__FRAGMENTO__
────────────────────────────────────────

La escritura, que trata de lo que sucede, se escurre entre los dedos como el tiempo, y no solo el tiempo durante el cual se escribió, durante el cual la vida se detuvo. Nadie se pierde de nada si la vida se detuvo. Ni el tiempo vivo ni el tiempo muerto, y el que está muerto, en absoluto. Mientras uno aún escribía, el tiempo se abría paso en la obra de otros escritores. Puesto que es tiempo, puede hacerlo todo a la vez: abrirse paso en la propia obra y simultáneamente en la de otros, soplar en los peinados desaliñados ajenos como un viento fresco, aunque maligno, que surge súbitamente desde la realidad. Una vez que algo surge, quizá no se calme tan fácil.
El viento furioso sopla y arrasa con todo. Lo arrastra todo, sin importar adónde, pero nunca de vuelta a esta realidad que se supone que está representada. En todas partes, menos allí. La realidad es lo que se mete bajo el cabello, bajo las faldas y solo eso: las arrastra y las transforma en otra cosa. ¿Cómo puede el escritor conocer la realidad si esta se introduce en él y lo arrastra, relegándolo para siempre a un segundo plano? Desde allí, por un lado, puede ver mejor, pero por otro, él mismo no puede permanecer en el camino de la realidad. No hay lugar para él allí. Su lugar siempre está fuera. Solo lo que dice desde fuera puede ser asimilado, y eso porque habla de ambigüedades.

────────────────────────────────────────

__LO QUE HARÁS__
1) Imprime, por favor, el tramo del fragmento sobre la escritura y la realidad que va desde "El viento furioso" hasta "habla de ambigüedades.", sin cambiar nada.
2) Devuelve sin alteraciones las filas, en el tramo que va desde la primera hasta la línea que contiene "24], [67, 22]]", ambas incluidas.
El fragmento y las filas son materiales independientes entre sí.

Registros del conjunto de segmentación:
────────────────────────────────────────

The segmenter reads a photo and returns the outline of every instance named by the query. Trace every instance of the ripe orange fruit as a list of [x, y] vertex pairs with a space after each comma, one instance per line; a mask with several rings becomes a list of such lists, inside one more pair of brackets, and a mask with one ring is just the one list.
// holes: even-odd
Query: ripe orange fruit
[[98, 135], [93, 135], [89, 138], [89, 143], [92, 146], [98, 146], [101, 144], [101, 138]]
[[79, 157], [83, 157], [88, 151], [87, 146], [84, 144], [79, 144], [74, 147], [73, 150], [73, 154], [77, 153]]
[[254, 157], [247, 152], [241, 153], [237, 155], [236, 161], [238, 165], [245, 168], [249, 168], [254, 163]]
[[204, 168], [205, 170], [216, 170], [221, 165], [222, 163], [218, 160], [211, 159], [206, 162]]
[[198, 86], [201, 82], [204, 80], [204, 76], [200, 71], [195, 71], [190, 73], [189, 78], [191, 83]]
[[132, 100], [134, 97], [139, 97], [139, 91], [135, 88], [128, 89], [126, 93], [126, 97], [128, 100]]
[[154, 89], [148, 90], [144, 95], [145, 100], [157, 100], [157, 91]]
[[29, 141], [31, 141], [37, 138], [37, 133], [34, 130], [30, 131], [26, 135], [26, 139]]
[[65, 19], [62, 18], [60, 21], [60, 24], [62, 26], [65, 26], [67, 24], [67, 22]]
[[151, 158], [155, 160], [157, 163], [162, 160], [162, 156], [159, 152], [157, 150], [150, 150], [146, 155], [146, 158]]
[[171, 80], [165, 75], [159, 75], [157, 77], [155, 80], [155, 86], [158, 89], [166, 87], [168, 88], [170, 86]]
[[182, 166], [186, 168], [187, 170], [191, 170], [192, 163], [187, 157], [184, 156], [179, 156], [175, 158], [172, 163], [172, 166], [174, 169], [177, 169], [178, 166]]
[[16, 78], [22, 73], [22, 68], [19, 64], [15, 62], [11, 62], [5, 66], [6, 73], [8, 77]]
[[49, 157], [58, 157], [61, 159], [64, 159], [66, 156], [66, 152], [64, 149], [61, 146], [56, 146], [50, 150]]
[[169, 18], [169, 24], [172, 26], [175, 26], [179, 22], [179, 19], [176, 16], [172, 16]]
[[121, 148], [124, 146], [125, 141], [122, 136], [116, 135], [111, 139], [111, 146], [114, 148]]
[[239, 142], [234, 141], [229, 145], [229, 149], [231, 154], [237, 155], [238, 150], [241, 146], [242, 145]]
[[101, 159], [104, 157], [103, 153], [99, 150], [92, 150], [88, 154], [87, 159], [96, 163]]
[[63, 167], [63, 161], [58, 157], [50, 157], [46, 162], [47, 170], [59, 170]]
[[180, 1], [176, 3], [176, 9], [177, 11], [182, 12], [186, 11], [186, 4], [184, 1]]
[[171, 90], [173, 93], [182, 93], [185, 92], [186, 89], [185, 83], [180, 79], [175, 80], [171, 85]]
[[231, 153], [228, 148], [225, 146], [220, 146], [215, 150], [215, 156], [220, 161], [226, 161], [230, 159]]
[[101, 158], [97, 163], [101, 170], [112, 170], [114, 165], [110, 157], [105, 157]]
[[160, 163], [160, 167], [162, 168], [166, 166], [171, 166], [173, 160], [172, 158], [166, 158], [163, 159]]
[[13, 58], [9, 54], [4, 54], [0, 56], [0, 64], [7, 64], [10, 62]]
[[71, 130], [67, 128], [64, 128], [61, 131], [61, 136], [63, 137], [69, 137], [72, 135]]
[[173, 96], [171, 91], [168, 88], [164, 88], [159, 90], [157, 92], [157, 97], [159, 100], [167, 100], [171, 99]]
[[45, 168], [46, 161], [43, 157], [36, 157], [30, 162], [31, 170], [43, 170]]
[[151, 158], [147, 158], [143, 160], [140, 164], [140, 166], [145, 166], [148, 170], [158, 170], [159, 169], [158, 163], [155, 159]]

────────────────────────────────────────

__SOLUCIONES__
1)
El viento furioso sopla y arrasa con todo. Lo arrastra todo, sin importar adónde, pero nunca de vuelta a esta realidad que se supone que está representada. En todas partes, menos allí. La realidad es lo que se mete bajo el cabello, bajo las faldas y solo eso: las arrastra y las transforma en otra cosa. ¿Cómo puede el escritor conocer la realidad si esta se introduce en él y lo arrastra, relegándolo para siempre a un segundo plano? Desde allí, por un lado, puede ver mejor, pero por otro, él mismo no puede permanecer en el camino de la realidad. No hay lugar para él allí. Su lugar siempre está fuera. Solo lo que dice desde fuera puede ser asimilado, y eso porque habla de ambigüedades.

2)
The segmenter reads a photo and returns the outline of every instance named by the query. Trace every instance of the ripe orange fruit as a list of [x, y] vertex pairs with a space after each comma, one instance per line; a mask with several rings becomes a list of such lists, inside one more pair of brackets, and a mask with one ring is just the one list.
// holes: even-odd
Query: ripe orange fruit
[[98, 135], [93, 135], [89, 138], [89, 143], [92, 146], [98, 146], [101, 144], [101, 138]]
[[79, 157], [83, 157], [88, 151], [87, 146], [84, 144], [79, 144], [74, 147], [73, 150], [73, 154], [77, 153]]
[[254, 157], [247, 152], [241, 153], [237, 155], [236, 161], [238, 165], [245, 168], [249, 168], [254, 163]]
[[204, 168], [205, 170], [216, 170], [221, 165], [222, 163], [218, 160], [211, 159], [206, 162]]
[[198, 86], [201, 82], [204, 80], [204, 76], [200, 71], [195, 71], [190, 73], [189, 78], [191, 83]]
[[132, 100], [134, 97], [139, 97], [139, 91], [135, 88], [128, 89], [126, 93], [126, 97], [128, 100]]
[[154, 89], [148, 90], [144, 95], [145, 100], [157, 100], [157, 91]]
[[29, 141], [31, 141], [37, 138], [37, 133], [34, 130], [30, 131], [26, 135], [26, 139]]
[[65, 19], [62, 18], [60, 21], [60, 24], [62, 26], [65, 26], [67, 24], [67, 22]]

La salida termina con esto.